YOUR TASK » Rewrite the ethane-recovery passage between "The other elements" and "the same areas.", inclusive, swapping "merchant fractionation" for "third-party fractionation".

PROVIDED PASSAGE »
The other elements of cost include pipeline transportation and merchant fractionation. For the purposes of this article, all fractionation fees in the Upper Texas Coast are deemed to be 6¢/gal and make no contribution to variations in overall ethane-recovery costs within the region. Pipeline transportation costs for delivery of NGL raw mix to the Upper Texas Coast, however, vary widely depending on distance. Tariffs also vary within a region. The sum of all three cost elements determines full-ethane recovery costs for nonintegrated gas plant operating companies.

A network of old and new pipelines originating in West Texas or South Texas deliver NGL raw mix to merchant fractionation sites in the Upper Texas Coast. Tariffs on new pipelines are generally higher than for old pipelines that originate in the same areas.

DATASET ROWS »
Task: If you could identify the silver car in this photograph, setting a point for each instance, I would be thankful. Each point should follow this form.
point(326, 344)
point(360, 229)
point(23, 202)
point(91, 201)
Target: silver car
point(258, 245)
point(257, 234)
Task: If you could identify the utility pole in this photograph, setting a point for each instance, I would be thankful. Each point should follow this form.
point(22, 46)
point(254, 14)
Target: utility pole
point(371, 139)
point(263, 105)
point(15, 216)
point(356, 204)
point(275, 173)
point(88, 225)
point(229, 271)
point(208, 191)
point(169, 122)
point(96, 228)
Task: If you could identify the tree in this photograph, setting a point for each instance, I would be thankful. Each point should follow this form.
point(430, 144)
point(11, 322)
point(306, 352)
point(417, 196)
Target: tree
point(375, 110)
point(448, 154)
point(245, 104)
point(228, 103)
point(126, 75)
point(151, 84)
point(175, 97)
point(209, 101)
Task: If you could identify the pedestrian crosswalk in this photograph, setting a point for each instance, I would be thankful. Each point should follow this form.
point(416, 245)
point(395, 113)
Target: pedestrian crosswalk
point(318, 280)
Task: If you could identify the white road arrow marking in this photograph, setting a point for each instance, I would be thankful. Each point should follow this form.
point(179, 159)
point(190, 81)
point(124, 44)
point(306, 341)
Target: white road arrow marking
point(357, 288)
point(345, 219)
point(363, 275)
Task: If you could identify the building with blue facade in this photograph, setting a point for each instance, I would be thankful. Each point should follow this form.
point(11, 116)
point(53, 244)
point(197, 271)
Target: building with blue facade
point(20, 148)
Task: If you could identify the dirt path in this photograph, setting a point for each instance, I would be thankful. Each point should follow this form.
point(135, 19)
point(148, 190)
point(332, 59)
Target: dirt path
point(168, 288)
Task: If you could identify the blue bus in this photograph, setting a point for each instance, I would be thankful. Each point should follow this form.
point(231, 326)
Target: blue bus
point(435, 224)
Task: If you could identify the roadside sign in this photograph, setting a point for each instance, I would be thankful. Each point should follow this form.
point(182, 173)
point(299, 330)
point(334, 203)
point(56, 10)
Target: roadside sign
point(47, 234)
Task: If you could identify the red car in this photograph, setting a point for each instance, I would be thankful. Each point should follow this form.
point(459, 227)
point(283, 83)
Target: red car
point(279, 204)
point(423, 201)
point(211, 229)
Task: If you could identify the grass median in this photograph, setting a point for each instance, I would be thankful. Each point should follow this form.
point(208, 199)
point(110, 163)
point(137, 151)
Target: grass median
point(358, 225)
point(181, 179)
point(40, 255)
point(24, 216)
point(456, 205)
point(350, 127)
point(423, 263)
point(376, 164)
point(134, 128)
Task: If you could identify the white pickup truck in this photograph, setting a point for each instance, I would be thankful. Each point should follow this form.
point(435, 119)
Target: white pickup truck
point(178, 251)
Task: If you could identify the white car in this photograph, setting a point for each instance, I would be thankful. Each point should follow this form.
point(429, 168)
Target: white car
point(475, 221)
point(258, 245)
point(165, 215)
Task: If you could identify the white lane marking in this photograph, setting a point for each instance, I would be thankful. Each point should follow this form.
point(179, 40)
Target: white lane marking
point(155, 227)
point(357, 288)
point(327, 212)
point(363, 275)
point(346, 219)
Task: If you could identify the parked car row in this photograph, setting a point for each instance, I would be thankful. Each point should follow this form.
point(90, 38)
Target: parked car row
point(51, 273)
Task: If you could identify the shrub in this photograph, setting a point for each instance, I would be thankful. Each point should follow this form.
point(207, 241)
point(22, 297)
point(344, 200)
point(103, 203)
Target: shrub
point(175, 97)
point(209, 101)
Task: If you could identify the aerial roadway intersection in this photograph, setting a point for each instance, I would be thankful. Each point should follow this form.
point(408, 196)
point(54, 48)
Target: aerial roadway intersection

...

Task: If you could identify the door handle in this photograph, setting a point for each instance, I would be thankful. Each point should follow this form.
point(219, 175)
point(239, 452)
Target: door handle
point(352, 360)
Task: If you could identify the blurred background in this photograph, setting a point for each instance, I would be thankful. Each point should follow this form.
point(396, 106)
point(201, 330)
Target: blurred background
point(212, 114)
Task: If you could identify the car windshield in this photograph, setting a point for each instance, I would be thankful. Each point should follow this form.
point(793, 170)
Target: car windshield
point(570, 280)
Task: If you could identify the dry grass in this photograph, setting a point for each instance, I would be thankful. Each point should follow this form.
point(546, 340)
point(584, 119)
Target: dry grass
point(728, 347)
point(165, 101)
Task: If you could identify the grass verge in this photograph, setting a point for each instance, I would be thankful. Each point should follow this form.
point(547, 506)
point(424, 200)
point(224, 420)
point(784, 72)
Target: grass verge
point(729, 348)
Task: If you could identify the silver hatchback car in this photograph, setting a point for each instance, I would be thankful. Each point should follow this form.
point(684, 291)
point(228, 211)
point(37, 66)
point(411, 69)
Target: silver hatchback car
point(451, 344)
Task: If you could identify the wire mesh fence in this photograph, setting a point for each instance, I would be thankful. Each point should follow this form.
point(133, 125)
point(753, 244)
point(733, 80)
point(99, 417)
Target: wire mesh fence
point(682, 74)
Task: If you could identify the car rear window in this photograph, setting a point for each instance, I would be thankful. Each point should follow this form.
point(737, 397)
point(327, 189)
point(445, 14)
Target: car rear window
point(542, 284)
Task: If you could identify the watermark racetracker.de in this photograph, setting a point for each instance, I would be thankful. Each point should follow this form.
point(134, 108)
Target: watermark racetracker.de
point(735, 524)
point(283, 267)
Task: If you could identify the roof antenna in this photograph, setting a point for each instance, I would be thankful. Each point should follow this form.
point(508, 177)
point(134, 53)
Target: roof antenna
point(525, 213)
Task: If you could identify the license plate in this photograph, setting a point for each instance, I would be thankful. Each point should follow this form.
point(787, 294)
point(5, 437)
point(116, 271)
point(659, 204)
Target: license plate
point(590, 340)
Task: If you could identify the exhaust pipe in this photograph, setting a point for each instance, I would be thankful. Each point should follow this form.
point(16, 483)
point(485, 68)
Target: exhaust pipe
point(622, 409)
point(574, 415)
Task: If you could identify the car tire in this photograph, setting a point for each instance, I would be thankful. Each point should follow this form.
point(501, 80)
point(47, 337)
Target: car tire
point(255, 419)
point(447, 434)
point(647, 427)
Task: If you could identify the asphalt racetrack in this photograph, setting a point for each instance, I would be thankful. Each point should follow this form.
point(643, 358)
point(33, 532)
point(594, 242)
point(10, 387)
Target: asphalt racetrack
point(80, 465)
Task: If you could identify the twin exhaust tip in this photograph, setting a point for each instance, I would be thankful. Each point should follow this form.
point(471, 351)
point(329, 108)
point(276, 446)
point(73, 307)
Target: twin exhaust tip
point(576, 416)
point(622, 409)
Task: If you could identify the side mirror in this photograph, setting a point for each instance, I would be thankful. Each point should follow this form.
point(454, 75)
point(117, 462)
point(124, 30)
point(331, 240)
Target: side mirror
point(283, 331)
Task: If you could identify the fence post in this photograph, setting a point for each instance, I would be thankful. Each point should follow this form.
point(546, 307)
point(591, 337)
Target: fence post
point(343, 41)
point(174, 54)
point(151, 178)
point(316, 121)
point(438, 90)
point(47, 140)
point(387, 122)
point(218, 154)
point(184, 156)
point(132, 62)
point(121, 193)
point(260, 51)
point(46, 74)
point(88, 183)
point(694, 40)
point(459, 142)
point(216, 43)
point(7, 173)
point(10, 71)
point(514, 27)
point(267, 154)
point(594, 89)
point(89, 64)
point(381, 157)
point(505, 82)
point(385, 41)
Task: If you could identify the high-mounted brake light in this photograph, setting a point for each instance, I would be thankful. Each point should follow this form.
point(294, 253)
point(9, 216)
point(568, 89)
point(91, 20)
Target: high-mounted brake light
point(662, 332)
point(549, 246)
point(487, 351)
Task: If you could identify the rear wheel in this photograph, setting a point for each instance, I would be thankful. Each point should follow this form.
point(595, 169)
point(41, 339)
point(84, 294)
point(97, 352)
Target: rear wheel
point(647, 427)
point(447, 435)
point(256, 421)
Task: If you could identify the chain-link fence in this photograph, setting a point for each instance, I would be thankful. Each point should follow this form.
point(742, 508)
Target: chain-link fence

ANSWER TO THIS EXERCISE »
The other elements of cost include pipeline transportation and third-party fractionation. For the purposes of this article, all fractionation fees in the Upper Texas Coast are deemed to be 6¢/gal and make no contribution to variations in overall ethane-recovery costs within the region. Pipeline transportation costs for delivery of NGL raw mix to the Upper Texas Coast, however, vary widely depending on distance. Tariffs also vary within a region. The sum of all three cost elements determines full-ethane recovery costs for nonintegrated gas plant operating companies.

A network of old and new pipelines originating in West Texas or South Texas deliver NGL raw mix to third-party fractionation sites in the Upper Texas Coast. Tariffs on new pipelines are generally higher than for old pipelines that originate in the same areas.